— START OF DOCUMENT PASSAGE —
Graphical User Interface - Design Concepts

Written by Stéphane Richard (Mystikshadows)


This article is now about telling you how your GUI projects should look like or how they should operate. This article is all about the little details that you'd need to consider in order to help make sure your GUI will be used so to speak. It will cover such things as why you should make your form elements be a given size, and other such design concepts. How the GUI looks as far as visual features is up to you. Where you decided to put things is also up to you. This article will cover a few guidelines that will help make your GUIs easier to use for the putential user.

At the end of this document, I will have given you a full range of design concepts and considerations so that when you do design the visual aspect and behaviors of your GUIs that people will want to use them and really like what you've done with your GUI project. As you know many commercial and personal GUI Projects have been created and are still being created today. This means that users have a wide range of choices available to them. My Mission is to help make sure your GUI stands out from other GUIs out there enough for people to look at it and want to atleast give it a try.


Before any visual design can begin, it's important to consider the screen resolution and color depth you'll be offering your users. Of course this depends on what the main goal of your GUI project is. Is it to offer a base environment for all other programs to abide by? Is it a GUIs specifically design for a game or a series of games? Is it a GUI that needs the most amount of colors which superseeds how big a screen resolution can be? Right before you do anything else, you should ask yourself these questions because it will greatly influence the whole design of your GUI.

When you think about it in advance, it's just a better way to prepare yourself to begin designing your GUI. IF you know the resolution you'll need, you'll be able to plan the rest of the GUI intelligently based on the screen resolution and color depth you decided on. Other things that can influence this kind of decision is the language you use, the screen resolution available on your specific system, third party libraries you may use and what they support and the likes. All in all though These are things you probably already know since they were probably a set of criteria you picked the language and library (if any) for.


Any color is great by itself, this is a known fact. I don't think I have a favorite color per se. However, this is about when you take two (or more) colors and use them together. If some color combinations are hard enough to look at on a painting, you can be sure they will be even worse on a computer screen. I'm not saying you should stick to one color or one color palette to be sure of yourselves. there are plenty of colors to choose from and plenty of color combinations that do make sense together.

The bottom line is this. First if this a GUI for a game or for a program that you know won't be used all day and every day, you can probably experiment a bit more with color combinations. However if your GUI is for something the users will use all the time, considerations should be in place to select colors that are more erstful to the eyes when you look at them for a long time. Go by common sense, if the colors are hard on your eyes, they'll be just as hard on everybody else's eyes. It's a good idea to open a paint program and seperate the canvas in say 3 or 4 sections to try colors together a bit and see how they fit. Once you choose a "winning" combination. Use it consistently.
— END OF DOCUMENT PASSAGE —
WRITTEN TASKS:
[a] Pull out every line in the entries that contains the string "wiper", matching case exactly.
[b] Write the next part of the GUI design article, picking up right after its final sentence.
The GUI design article above has no connection to the entries that come after it.
— START OF INPUT ROWS —
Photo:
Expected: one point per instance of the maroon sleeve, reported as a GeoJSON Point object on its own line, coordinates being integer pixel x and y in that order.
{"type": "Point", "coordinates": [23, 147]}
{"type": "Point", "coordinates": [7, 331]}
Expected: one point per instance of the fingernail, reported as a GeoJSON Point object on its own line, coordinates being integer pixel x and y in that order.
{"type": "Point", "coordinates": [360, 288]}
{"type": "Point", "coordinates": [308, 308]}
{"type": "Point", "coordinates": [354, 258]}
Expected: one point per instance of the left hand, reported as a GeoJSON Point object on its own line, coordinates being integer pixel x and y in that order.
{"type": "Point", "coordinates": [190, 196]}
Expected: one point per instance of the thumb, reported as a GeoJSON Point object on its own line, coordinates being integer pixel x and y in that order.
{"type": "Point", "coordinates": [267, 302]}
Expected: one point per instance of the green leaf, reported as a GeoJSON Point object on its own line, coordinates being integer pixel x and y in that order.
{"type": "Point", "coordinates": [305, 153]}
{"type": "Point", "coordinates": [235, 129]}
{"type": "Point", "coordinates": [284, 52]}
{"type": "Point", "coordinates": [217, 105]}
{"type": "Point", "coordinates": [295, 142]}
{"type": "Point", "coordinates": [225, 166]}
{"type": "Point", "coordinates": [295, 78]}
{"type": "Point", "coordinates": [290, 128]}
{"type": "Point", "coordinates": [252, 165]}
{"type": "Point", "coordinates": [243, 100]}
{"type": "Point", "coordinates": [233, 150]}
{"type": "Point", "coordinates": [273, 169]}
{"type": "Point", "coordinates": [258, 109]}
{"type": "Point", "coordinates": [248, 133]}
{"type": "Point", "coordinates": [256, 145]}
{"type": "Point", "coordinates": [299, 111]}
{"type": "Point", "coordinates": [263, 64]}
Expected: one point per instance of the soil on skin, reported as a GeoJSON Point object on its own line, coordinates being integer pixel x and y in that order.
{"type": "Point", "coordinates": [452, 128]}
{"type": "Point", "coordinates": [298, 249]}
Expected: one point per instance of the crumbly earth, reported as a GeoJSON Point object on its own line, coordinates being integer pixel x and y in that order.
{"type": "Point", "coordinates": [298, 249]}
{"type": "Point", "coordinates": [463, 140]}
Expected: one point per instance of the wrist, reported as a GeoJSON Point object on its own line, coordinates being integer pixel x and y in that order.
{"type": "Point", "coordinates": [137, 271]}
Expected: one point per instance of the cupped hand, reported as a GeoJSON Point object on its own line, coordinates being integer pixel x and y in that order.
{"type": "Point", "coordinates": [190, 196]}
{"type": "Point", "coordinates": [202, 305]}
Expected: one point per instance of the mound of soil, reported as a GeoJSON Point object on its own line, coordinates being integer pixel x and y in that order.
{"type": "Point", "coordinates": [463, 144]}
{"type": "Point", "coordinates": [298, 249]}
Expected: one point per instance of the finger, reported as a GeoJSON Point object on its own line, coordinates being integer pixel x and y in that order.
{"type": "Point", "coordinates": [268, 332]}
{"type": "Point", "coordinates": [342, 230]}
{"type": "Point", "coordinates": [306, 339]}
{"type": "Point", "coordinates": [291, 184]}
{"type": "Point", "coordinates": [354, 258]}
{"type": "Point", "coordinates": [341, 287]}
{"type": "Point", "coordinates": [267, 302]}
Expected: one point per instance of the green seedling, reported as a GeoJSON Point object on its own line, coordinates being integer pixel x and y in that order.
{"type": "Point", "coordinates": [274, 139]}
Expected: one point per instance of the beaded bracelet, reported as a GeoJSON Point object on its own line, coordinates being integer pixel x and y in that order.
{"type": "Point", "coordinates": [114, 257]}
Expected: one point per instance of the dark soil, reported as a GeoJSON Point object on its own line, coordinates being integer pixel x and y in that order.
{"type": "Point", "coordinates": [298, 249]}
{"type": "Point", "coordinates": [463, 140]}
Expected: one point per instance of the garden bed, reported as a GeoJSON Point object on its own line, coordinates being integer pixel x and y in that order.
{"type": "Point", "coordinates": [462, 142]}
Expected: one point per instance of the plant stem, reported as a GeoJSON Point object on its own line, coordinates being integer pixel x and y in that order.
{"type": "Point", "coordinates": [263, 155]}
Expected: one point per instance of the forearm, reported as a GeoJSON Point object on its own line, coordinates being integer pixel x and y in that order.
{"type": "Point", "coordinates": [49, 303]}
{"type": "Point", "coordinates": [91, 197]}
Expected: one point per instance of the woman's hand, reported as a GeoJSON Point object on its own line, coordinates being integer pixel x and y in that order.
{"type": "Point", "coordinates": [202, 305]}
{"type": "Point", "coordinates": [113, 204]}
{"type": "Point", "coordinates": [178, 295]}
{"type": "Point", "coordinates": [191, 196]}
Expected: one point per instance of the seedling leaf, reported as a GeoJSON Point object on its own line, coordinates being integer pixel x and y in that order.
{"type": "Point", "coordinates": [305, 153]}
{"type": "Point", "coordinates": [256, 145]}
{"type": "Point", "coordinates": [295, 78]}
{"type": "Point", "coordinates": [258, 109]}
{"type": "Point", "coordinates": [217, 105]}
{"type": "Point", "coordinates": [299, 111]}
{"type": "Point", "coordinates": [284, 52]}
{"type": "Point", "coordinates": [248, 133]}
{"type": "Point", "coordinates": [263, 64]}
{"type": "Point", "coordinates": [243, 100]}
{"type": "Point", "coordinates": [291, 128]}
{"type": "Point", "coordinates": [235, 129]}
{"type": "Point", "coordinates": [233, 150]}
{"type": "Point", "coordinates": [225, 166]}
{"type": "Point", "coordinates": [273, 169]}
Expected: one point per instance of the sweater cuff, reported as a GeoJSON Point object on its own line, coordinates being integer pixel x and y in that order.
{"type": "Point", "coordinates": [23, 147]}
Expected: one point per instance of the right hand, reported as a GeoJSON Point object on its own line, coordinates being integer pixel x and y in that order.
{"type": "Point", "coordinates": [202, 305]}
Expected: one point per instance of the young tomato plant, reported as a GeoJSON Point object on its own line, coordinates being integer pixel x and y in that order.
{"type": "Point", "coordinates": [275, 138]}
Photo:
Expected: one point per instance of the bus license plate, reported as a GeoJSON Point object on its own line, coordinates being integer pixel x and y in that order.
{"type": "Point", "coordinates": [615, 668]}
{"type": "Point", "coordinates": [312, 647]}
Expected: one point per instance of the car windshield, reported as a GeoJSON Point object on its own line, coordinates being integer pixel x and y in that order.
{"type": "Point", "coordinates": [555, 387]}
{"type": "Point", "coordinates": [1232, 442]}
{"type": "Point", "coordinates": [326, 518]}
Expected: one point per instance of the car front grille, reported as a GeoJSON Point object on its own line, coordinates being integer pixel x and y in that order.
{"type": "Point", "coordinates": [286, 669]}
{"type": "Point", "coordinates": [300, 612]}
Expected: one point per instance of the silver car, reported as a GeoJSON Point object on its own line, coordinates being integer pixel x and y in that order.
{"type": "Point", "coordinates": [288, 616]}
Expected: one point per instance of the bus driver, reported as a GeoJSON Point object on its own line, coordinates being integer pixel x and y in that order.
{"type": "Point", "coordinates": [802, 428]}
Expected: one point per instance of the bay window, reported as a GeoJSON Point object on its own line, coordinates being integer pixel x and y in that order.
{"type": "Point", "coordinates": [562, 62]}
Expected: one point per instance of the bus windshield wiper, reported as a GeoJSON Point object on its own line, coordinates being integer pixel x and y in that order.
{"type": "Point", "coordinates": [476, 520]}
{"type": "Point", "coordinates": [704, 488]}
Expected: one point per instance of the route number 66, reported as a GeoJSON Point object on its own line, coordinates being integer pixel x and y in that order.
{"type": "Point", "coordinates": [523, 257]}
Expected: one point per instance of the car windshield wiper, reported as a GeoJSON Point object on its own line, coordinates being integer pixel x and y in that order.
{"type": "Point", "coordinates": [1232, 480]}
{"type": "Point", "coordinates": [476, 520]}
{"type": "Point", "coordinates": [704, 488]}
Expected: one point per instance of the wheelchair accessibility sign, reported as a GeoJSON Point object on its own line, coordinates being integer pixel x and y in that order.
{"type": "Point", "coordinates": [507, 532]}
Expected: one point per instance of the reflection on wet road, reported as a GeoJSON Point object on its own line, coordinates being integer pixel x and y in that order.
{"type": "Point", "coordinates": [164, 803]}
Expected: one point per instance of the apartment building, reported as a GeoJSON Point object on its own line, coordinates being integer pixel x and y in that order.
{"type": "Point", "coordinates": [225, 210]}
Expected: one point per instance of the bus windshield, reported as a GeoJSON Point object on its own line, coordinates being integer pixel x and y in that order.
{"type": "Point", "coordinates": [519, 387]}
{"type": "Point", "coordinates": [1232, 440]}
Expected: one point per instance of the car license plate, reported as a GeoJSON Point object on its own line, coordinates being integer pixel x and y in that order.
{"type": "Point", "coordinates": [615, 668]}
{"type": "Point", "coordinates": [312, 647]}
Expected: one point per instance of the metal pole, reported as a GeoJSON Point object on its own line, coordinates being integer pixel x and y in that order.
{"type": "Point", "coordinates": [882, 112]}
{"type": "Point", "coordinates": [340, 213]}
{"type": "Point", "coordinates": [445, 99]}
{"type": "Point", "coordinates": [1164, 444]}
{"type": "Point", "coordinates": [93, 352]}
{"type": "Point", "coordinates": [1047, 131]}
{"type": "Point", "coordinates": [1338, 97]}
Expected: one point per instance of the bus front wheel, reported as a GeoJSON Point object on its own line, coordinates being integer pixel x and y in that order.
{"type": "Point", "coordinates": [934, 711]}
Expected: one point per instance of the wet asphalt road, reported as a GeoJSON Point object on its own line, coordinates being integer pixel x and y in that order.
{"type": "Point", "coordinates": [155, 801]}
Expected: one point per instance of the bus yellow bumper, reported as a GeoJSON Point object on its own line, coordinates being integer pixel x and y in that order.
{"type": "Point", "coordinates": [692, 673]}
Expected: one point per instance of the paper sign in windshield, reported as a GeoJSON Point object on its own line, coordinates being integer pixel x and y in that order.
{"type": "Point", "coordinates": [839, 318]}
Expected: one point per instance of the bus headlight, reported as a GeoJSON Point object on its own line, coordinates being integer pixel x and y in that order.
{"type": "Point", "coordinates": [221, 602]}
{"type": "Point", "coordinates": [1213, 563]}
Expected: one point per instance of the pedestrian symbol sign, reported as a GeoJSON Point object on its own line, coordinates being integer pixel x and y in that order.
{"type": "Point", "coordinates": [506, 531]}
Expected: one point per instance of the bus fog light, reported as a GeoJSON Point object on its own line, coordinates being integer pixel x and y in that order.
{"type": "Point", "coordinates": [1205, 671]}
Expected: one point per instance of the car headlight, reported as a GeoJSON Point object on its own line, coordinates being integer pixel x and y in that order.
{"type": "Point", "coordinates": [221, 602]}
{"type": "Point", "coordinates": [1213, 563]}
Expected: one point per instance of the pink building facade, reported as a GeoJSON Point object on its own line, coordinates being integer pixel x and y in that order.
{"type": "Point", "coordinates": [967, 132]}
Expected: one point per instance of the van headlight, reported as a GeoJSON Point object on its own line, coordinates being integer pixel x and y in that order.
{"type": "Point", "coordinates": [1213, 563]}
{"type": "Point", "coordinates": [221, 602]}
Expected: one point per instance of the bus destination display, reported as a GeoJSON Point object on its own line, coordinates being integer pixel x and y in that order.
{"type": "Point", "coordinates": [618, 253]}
— END OF INPUT ROWS —
THE RESPONSES:
[a]
Expected: one point per instance of the bus windshield wiper, reported as a GeoJSON Point object on its own line, coordinates being integer pixel x and y in that order.
Expected: one point per instance of the car windshield wiper, reported as a GeoJSON Point object on its own line, coordinates being integer pixel x and y in that order.

[b]
As you can imagine, the selected screen resolution has everything to do with this section. The main reason to give a control (button, textbox, lable, scrollbar or others) a given size is so that it can easily be seen and easily be used as well. Not everyone Thinks about both of these considerations. If your controls are too small, people will have a harder time aiming atthem with the mouse pointer which will make a GUI mich harder to use. This is also why the selected screen resolution is so important. What seems small on an 1024x768 screen resolution might be just right at 800x600. However, they might be too big on a 640x480 resolution. Knowing the resolution you'll use will help determine sizes so that both considerations can be used intelligently.

Many companies have had many meetings and developed standards in control size and spacing, this alone should help illustrate just how important control sizes and spacing actually really is as far as GUI usability goes. It's not the only factor as you'll see later in this document, but it's definitaly an important part of it. For example, here is a link to the Microsoft Visual Design Guide which explains how they go about sizing the different windows controls you see and use in the programs you use every day. This guide was developed for the sole purpose to help make sure that any applications developed for the Windows Operating System be as usable as they possibly could be. Even though in your GUI, controls might look different and be in different locations, this guide might be a good read nonetheless which is why I provided it. Take a look at it, you just might like what it talks about.


Exactly what is User Interaction? The best way to describe this concept is to say that User Interaction is how the application gets input from the user AND how the application talks back to the user so to speak. Let's take a look at both of these in more details shall we?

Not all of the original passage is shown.